*Task objective*:
From the first line to the last, output the entries exactly.

*Extracted material*:

:::

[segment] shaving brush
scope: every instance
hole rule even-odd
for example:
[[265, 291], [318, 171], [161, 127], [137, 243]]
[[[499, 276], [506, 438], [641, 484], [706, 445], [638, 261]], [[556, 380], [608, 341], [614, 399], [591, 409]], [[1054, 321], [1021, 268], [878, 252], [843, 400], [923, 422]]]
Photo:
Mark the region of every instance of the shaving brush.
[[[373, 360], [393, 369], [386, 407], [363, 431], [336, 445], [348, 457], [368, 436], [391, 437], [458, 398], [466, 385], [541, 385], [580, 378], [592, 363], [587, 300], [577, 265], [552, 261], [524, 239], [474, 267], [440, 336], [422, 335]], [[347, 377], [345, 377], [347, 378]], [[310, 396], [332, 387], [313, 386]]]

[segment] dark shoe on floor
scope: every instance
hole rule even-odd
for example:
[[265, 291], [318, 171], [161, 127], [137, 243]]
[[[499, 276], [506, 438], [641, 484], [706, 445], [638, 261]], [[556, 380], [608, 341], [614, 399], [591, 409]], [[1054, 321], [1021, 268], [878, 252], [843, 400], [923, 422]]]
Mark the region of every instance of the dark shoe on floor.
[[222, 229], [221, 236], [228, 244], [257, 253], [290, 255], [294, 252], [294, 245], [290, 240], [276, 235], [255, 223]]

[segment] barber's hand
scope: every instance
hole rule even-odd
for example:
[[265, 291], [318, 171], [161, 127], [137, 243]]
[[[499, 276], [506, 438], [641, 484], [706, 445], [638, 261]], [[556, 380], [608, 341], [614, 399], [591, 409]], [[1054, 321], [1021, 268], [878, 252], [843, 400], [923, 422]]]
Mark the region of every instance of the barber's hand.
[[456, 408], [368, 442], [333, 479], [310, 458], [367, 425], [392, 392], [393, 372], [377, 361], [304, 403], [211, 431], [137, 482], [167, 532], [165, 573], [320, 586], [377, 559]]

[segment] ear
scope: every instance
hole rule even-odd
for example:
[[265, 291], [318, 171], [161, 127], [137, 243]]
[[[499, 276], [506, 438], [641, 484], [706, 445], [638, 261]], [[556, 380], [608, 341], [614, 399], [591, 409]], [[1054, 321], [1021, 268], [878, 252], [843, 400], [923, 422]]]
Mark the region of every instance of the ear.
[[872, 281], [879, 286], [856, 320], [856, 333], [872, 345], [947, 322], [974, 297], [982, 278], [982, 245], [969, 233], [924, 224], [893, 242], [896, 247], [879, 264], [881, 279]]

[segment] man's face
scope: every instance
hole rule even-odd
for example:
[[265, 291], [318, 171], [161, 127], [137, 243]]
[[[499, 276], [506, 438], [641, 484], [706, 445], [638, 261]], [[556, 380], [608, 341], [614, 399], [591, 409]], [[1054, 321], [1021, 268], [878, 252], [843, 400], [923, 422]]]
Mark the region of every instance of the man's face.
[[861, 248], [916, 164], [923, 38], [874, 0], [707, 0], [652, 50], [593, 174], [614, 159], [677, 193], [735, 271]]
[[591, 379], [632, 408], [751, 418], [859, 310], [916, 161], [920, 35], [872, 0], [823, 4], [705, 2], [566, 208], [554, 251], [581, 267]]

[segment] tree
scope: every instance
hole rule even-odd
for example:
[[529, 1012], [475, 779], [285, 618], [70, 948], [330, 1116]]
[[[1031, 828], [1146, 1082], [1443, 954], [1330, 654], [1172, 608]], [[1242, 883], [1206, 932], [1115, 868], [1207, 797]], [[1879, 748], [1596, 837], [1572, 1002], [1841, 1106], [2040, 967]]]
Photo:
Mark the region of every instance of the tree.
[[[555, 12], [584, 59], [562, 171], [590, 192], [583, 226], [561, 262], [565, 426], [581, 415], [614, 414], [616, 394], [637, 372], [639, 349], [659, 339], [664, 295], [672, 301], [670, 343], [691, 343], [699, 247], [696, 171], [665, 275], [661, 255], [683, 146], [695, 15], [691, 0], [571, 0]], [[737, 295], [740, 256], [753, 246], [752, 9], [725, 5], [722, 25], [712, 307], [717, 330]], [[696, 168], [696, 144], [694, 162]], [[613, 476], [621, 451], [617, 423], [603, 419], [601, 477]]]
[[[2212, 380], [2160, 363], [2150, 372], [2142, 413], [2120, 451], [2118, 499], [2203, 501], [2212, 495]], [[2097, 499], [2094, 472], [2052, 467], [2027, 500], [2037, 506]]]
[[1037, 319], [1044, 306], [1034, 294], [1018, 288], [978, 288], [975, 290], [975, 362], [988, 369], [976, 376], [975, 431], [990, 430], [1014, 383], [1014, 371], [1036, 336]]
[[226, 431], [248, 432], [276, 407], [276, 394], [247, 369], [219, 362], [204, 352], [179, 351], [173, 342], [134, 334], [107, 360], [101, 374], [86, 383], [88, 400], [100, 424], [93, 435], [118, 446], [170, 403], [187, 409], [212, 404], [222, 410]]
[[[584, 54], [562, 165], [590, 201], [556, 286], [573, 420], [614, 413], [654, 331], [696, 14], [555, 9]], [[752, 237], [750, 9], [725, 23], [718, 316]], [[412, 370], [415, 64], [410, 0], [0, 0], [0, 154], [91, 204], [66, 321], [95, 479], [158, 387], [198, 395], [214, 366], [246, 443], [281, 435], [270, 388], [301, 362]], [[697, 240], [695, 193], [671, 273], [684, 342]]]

:::

*Exercise answer*:
[segment] shaving brush
scope: every instance
hole rule even-odd
for example:
[[265, 291], [318, 171], [161, 127], [137, 243]]
[[[499, 276], [506, 438], [641, 484], [706, 445], [638, 261]], [[556, 380], [608, 341], [614, 399], [591, 409]], [[1054, 321], [1021, 268], [878, 252], [843, 400], [923, 422]]]
Photo:
Mark the region of every instance of the shaving brush.
[[[373, 360], [393, 369], [386, 407], [363, 431], [336, 445], [348, 457], [368, 436], [391, 437], [458, 398], [466, 385], [541, 385], [580, 378], [592, 363], [587, 300], [577, 265], [552, 261], [524, 239], [474, 267], [440, 336], [422, 335]], [[347, 377], [345, 377], [347, 378]], [[310, 396], [332, 387], [313, 386]]]

[segment] dark shoe on floor
scope: every instance
hole rule even-odd
for example:
[[265, 291], [318, 171], [161, 127], [137, 243]]
[[[499, 276], [506, 438], [641, 484], [706, 445], [638, 261]], [[556, 380], [608, 341], [614, 399], [591, 409]], [[1054, 321], [1021, 268], [878, 252], [843, 400], [923, 422]]]
Mark the region of every instance of the dark shoe on floor.
[[222, 229], [221, 236], [228, 244], [257, 253], [290, 255], [294, 252], [294, 245], [290, 240], [276, 235], [255, 223]]

[segment] barber's hand
scope: every instance
hole rule even-odd
for example:
[[265, 291], [318, 171], [161, 127], [137, 243]]
[[[499, 276], [506, 438], [641, 484], [706, 445], [638, 261]], [[556, 380], [608, 341], [614, 399], [591, 409]], [[1054, 321], [1021, 268], [878, 252], [843, 400], [923, 422]]]
Mark the region of every instance of the barber's hand.
[[456, 408], [368, 442], [333, 479], [310, 458], [367, 425], [392, 392], [393, 372], [377, 361], [304, 403], [211, 431], [137, 482], [167, 532], [165, 573], [320, 586], [377, 559]]

[segment] ear
scope: every instance
hole rule even-odd
for example:
[[265, 291], [318, 171], [161, 127], [137, 243]]
[[[499, 276], [506, 438], [641, 484], [706, 445], [638, 261]], [[556, 380], [608, 341], [614, 399], [591, 409]], [[1054, 321], [1021, 268], [878, 252], [843, 400], [923, 422]]]
Mark the region of every instance of the ear.
[[872, 281], [879, 286], [856, 320], [856, 333], [872, 345], [947, 322], [974, 297], [982, 278], [982, 245], [969, 233], [924, 224], [893, 242], [896, 247], [879, 264], [881, 279]]

[segment] man's face
scope: every instance
hole rule even-odd
for example:
[[265, 291], [318, 171], [161, 127], [137, 243]]
[[[499, 276], [506, 438], [641, 484], [706, 445], [638, 261]], [[556, 380], [608, 341], [614, 399], [591, 409]], [[1054, 321], [1021, 268], [878, 252], [843, 400], [923, 422]]]
Mark the region of every instance of the man's face.
[[861, 248], [916, 164], [923, 38], [874, 0], [707, 0], [652, 50], [593, 174], [614, 159], [677, 193], [735, 271]]
[[591, 379], [632, 408], [751, 418], [859, 310], [916, 161], [920, 35], [872, 0], [823, 4], [705, 2], [566, 208], [554, 251], [581, 267]]

[segment] tree
scope: every instance
hole rule even-odd
for example:
[[529, 1012], [475, 779], [285, 618], [70, 948], [330, 1116]]
[[[1031, 828], [1146, 1082], [1443, 954], [1330, 654], [1172, 608]], [[1242, 883], [1206, 932], [1115, 868], [1207, 797]], [[1879, 748], [1596, 837], [1572, 1002], [1841, 1106], [2040, 967]]]
Photo:
Mark the region of every instance of the tree.
[[[555, 12], [584, 59], [562, 171], [590, 192], [583, 226], [561, 262], [565, 426], [581, 415], [614, 414], [616, 394], [637, 372], [639, 349], [659, 339], [664, 295], [672, 301], [670, 343], [691, 343], [699, 247], [696, 171], [665, 275], [661, 255], [683, 146], [695, 15], [691, 0], [571, 0]], [[737, 295], [740, 256], [753, 246], [752, 9], [725, 5], [722, 25], [712, 307], [717, 330]], [[696, 168], [696, 144], [694, 162]], [[613, 476], [621, 451], [617, 423], [603, 419], [601, 477]]]
[[[2212, 380], [2160, 363], [2150, 372], [2142, 413], [2120, 451], [2118, 499], [2203, 501], [2212, 495]], [[2097, 499], [2094, 472], [2052, 467], [2027, 500], [2037, 506]]]
[[1037, 319], [1044, 306], [1034, 294], [1018, 288], [978, 288], [975, 290], [975, 362], [988, 369], [976, 376], [975, 431], [990, 430], [1014, 383], [1014, 371], [1036, 336]]
[[226, 431], [248, 432], [276, 407], [276, 394], [247, 369], [219, 362], [204, 352], [179, 351], [173, 342], [134, 334], [107, 360], [101, 374], [86, 383], [88, 400], [100, 424], [93, 435], [118, 446], [170, 403], [187, 409], [212, 404], [222, 410]]
[[[584, 54], [562, 165], [590, 201], [556, 286], [573, 420], [614, 413], [654, 331], [696, 14], [555, 9]], [[752, 237], [750, 9], [725, 23], [718, 316]], [[412, 370], [415, 64], [410, 0], [0, 0], [0, 154], [91, 204], [66, 321], [95, 479], [158, 387], [198, 395], [214, 366], [246, 443], [281, 435], [270, 388], [301, 362]], [[697, 240], [695, 193], [671, 273], [684, 342]]]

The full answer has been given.